*What is being asked:* All of the listing should be transcribed exactly.
--------------------------------------------------
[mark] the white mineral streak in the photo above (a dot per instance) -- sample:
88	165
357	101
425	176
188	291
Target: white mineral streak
--------------------------------------------------
*Solved problem:*
[mark] the white mineral streak in the photo above (a dot per instance) -- sample:
88	165
357	101
425	176
188	291
Target: white mineral streak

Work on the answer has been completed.